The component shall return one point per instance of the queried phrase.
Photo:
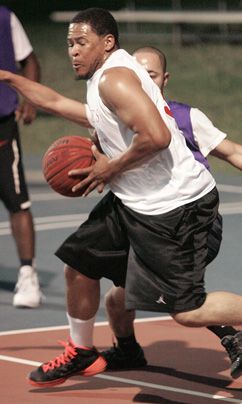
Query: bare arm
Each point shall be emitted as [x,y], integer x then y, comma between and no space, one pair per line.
[230,152]
[46,98]
[26,112]
[121,91]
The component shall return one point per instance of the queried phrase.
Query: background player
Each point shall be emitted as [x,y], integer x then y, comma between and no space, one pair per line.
[15,48]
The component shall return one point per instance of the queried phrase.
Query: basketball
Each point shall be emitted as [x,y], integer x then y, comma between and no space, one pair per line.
[65,154]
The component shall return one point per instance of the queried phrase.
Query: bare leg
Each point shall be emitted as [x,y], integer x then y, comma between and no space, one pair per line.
[82,294]
[120,320]
[219,308]
[23,233]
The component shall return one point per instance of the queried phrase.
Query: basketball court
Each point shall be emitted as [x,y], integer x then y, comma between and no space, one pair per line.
[185,366]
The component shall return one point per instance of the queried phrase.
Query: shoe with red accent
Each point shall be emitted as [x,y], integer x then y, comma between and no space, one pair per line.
[74,361]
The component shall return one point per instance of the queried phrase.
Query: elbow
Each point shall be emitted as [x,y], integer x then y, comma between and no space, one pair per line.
[165,139]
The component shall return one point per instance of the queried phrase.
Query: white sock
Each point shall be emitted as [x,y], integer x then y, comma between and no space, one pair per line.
[81,331]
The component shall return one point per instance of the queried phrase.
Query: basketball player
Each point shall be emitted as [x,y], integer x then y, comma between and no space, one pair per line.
[200,134]
[15,48]
[155,211]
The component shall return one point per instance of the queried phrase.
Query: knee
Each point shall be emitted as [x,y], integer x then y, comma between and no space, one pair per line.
[109,301]
[188,319]
[112,300]
[71,275]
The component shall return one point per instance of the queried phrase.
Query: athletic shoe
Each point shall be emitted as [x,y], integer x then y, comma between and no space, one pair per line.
[27,290]
[233,345]
[117,359]
[74,361]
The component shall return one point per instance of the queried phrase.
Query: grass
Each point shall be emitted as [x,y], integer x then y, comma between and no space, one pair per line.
[206,76]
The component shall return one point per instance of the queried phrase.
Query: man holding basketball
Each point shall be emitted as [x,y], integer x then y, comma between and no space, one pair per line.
[161,206]
[202,138]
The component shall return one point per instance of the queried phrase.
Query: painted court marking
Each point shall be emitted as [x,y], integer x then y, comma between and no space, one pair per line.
[114,378]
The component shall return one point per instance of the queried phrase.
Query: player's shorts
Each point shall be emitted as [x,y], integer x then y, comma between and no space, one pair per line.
[164,255]
[215,239]
[13,189]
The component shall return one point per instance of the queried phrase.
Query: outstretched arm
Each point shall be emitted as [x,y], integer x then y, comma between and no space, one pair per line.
[47,99]
[26,112]
[230,152]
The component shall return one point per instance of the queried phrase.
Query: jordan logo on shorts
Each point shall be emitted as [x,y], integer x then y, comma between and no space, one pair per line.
[161,300]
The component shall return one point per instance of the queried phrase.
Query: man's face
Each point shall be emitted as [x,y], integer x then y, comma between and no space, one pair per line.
[151,62]
[86,50]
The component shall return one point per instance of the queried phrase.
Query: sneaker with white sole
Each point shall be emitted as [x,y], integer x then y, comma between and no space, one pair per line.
[27,290]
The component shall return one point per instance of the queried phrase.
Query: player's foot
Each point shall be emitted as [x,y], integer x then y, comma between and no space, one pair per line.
[27,290]
[74,361]
[233,345]
[117,359]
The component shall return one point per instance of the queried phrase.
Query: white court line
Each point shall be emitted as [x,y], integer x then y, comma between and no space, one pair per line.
[112,378]
[234,189]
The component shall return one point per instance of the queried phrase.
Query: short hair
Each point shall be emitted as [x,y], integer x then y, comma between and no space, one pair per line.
[157,51]
[101,21]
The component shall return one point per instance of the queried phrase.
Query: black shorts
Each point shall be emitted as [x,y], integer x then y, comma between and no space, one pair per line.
[13,189]
[164,255]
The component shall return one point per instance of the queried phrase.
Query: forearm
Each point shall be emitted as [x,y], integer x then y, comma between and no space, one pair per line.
[47,99]
[230,152]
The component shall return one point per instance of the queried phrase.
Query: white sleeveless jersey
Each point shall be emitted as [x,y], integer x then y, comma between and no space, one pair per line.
[172,177]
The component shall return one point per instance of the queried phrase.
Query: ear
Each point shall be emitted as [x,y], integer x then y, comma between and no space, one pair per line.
[166,77]
[109,42]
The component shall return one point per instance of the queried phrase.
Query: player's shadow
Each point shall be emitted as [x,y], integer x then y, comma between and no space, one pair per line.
[9,277]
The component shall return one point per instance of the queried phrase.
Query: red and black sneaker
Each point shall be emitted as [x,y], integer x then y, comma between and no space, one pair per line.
[74,361]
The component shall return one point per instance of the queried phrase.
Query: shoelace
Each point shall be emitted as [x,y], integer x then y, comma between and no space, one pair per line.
[233,349]
[67,356]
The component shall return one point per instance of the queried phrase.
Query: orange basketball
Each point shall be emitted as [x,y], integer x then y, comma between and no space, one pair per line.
[65,154]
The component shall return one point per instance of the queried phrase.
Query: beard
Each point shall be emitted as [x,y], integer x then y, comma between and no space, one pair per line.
[92,68]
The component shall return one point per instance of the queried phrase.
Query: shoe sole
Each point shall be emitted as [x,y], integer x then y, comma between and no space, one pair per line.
[236,373]
[96,367]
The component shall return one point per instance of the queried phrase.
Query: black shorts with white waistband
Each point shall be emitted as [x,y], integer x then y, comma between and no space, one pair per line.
[159,259]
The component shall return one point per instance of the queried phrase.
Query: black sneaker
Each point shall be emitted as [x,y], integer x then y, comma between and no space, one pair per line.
[233,345]
[74,361]
[117,359]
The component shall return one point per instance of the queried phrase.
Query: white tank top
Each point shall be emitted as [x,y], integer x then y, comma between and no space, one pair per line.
[170,179]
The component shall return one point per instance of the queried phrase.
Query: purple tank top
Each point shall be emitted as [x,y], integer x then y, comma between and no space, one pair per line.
[8,96]
[181,113]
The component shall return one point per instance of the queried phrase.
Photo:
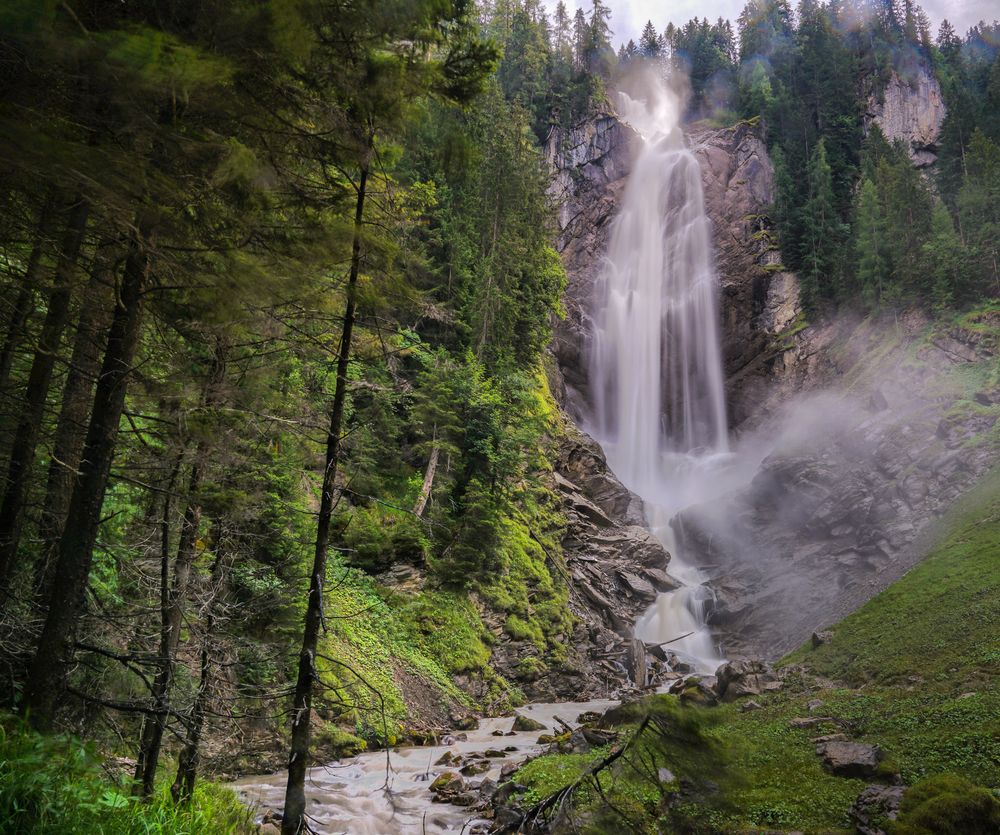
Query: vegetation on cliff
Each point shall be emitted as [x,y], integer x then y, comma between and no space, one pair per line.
[913,671]
[276,281]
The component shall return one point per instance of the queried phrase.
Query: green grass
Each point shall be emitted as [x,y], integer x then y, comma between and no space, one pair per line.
[916,670]
[54,785]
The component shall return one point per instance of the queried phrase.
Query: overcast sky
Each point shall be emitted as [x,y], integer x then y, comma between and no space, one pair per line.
[629,16]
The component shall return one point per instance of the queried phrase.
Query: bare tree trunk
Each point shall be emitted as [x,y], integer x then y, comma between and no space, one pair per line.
[425,489]
[172,603]
[25,296]
[22,453]
[293,818]
[187,763]
[165,550]
[45,681]
[77,396]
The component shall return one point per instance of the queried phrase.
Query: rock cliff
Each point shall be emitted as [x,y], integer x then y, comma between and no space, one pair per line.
[892,421]
[866,430]
[759,301]
[910,109]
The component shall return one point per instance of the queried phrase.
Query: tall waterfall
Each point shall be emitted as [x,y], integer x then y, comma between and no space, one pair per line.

:::

Direction. Leave the images out, please, and restate each line word for word.

Reply to the exercise.
The component shall return one point per instance of the queried phrase.
Photo:
Query: bare arm
Each point shall be emitted as [x,y], integer x then y, comma between and no space, one pair per line.
[230,152]
[46,98]
[26,112]
[121,91]
The component shall return one point per instance of the queried phrase.
Query: background player
Each point shall be emitted as [x,y], integer x then y, comma between and no space, one pair per line.
[15,48]
The component shall return one point per instance of the queried phrase.
Query: basketball
Each point shall be emitted as [x,y], integer x then y, comma between and no space, one pair per line.
[65,154]
The component shall return one point per instance of the queried phrase.
Query: bare leg
Each point shall be emitted as [x,y], integer x then y, comma between and no space, one pair per line.
[82,294]
[120,320]
[219,308]
[23,233]
The component shall return one point per instance of the queried phrase.
Query: basketball court
Each point shall be emitted as [x,y], integer x then y, comma between and no space, one pair per line.
[185,366]
The component shall return one point per instance of the queried phrase.
Query: shoe with red accent
Each point shall be emitted as [x,y], integer x then y, comma between and no space, one pair per line.
[74,361]
The component shall return one point per instance of the queried phrase.
Query: elbow
Each point shall be emitted as [x,y], integer x then y, comma between and no space, one pair per line.
[165,139]
The component shall return one point per instance of the queried phrase.
Query: white sock
Each point shall be emitted as [x,y], integer x then y, comma between and no space, one pair per line.
[81,331]
The component shall return one point per instance of the queried phrase.
Query: basketball player
Each point shall be emitted as [x,y], integer x then y, comma between and no space, one pair per line.
[200,134]
[15,48]
[155,211]
The component shall return one point per instance of the queried phrase.
Query: knee
Each point shall be emitted as [x,y], integer x then y, comma between and no space, one pair per line.
[109,301]
[188,319]
[112,300]
[71,275]
The component shall return one point per instance of the queried phrase.
Query: athletic shoe
Each point shall be emitted as [x,y], integer x then y, comma between and no space, one pair per line.
[27,290]
[233,345]
[117,359]
[74,361]
The component shall return one point per instance of the queried phrase.
Query: grass
Each point shall be emitted as [x,y], integer x then y, comma between and no space, one pair per line.
[206,76]
The component shall return one point per instance of the queried phrase.
Query: man holding basketball
Each point shall be emitted as [x,y], integer x then y, comma between and no space, one pair per line.
[161,206]
[202,138]
The component shall return one point per instance of the queried phrase.
Query: painted court marking
Each point shall be emitted as [x,y], integer x then y, comma between and no space, one pair per line.
[114,378]
The component shall return one point per instance of the queried phrase.
Query: player's shorts
Each point shall be emitted as [x,y], integer x then y, comma between and no space, one pair per line.
[164,255]
[215,239]
[13,189]
The component shall return one point per instance of the queried phrase.
Query: outstretched arm
Each point shall be emitted as [x,y], integer x then y, comma between and no space, one pair per line.
[47,99]
[26,112]
[230,152]
The component shall return one point per instance of the queried phrase.
Query: jordan logo on shorts
Each point shall be emitted as [x,y], integer x then y, comma between and no space, one pair per line.
[161,300]
The component shall return one point per instance of the queried phrase.
Query: man's face
Each point shall be emitted as [x,y], integer x then y, comma between and no space, one pair per line.
[151,62]
[86,50]
The component shall return one point per instance of the queried phrase.
Query: sneaker with white sole
Each point shall be emitted as [x,y], integer x then y, comma between and no space, one pair per line.
[27,290]
The component shall return one point per instance of the queried phrase.
Query: player's foot
Each point shall be emitted as [x,y], integer x then y, comma between and no space, one pair per line.
[27,290]
[74,361]
[233,345]
[117,359]
The component shall return one point per instance of the queried phrase.
Query: white court line
Each point shall be emitted as [x,y], integer x then y, comma between and no space, one pair per line.
[112,378]
[234,189]
The component shall return one point per instance of the queried phrase.
Query: short hair
Each point shall be emitted as [x,y], integer x then y, comma between and no space, one pair per line.
[157,51]
[101,21]
The component shall return one point per instance of the queried phrase.
Query: black shorts
Each point shall be emitted as [x,y], integer x then y, comma between and no space, one pair per line.
[13,189]
[164,255]
The component shall return one point per instance of the queried phrase.
Query: forearm
Each point shall be emitted as [x,y], integer x then y, comma between and no space, one pair per line.
[47,99]
[230,152]
The component shall return one point per instance of the queried phrase.
Query: white sleeveless jersey
Each point shall be emitted as [x,y], integer x then y, comma between and no space, one pair per line.
[172,177]
The component shall return one point per instance of the queried phrase.
Query: ear
Each point shall be emitted as [x,y], integer x then y, comma between and no space, one pair per line.
[166,77]
[109,42]
The component shall return one point per instance of the queried phrase.
Query: player's shadow
Each point shall be emitted as [x,y], integer x then y, comma between and no space, one pair per line.
[9,277]
The component shall return one point per instance of the queried phrase.
Query: red and black sneaker
Each point shall be emitted as [x,y], integer x then y, comma between and no space, one pair per line.
[74,361]
The component shall return one point per instance of the queried phrase.
Query: shoelace
Each point shall be emitted as [x,y], integer x then y, comma between and no space, one pair per line.
[233,349]
[67,356]
The component shall return one point per instance of the queried phrase.
Query: orange basketball
Each point shall be emitted as [x,y], integer x then y, comma between and no space, one pair per line.
[65,154]
The component shall return one point per instance of the queried phrase.
Query: beard
Each point shall be emitted as [x,y], integer x then y, comma between and no space, one pair per line.
[92,68]
The component shall return one point per instance of the queried phrase.
Query: shoe sole
Each point shall be emitted as [x,y], integer x then y, comma between and no space, one pair per line.
[236,373]
[96,367]
The component shall return one point per instance of the queried phrase.
Query: black shorts with white waistband
Each point shall be emitted as [x,y], integer x then y, comma between and no space, one pair per line.
[159,259]
The component shall return one point per instance of the queried phrase.
Query: black sneaker
Each point shall be emitted as [x,y], integer x then y, comma between and no space, one pair per line.
[233,345]
[74,361]
[117,359]
The component shall return one point per instance of the queried phrase.
Query: white tank top
Each point shall be emitted as [x,y], integer x then y, comma between and no space, one pair per line.
[170,179]
The component shall return one point per instance of the queried phrase.
Query: purple tank top
Each point shall be emitted as [x,y], integer x then y, comma between and no space, one pair per line.
[8,96]
[181,113]
The component shall return one point per instance of the queried phrase.
Photo:
Query: vegetation on cliff
Each point shall be emitted as [x,y], integer x then y, comma between and no space, one pair per line.
[913,671]
[276,281]
The component shall return one point per instance of the queried phrase.
Query: green grass
Each point shall be emitted as [x,y], integer x then y, comma between and no space, one pair per line.
[916,670]
[54,785]
The component shall return one point per instance of the queried phrase.
Query: overcast sky
Each point shall be emitted as [x,y], integer x then y, comma between and no space, one pair per line.
[629,16]
The component shall return one point per instance of the queried phrase.
Query: bare tree trunk
Each point shall be emitted as [x,y], integer x then y, comma between and no space, one pair per line.
[425,489]
[172,603]
[25,296]
[22,453]
[293,818]
[187,763]
[165,550]
[45,681]
[77,396]
The component shall return one point per instance of the queried phrase.
Query: rock cliff
Each point shall be emitted as [x,y], integer x then y, comma between and no space, one pair per line.
[892,421]
[866,430]
[759,301]
[910,109]
The component shall return one point per instance of the queried phrase.
Query: tall waterfall
Each point shall be emitted as [x,y], integer x then y, comma between and no space, one pair per line.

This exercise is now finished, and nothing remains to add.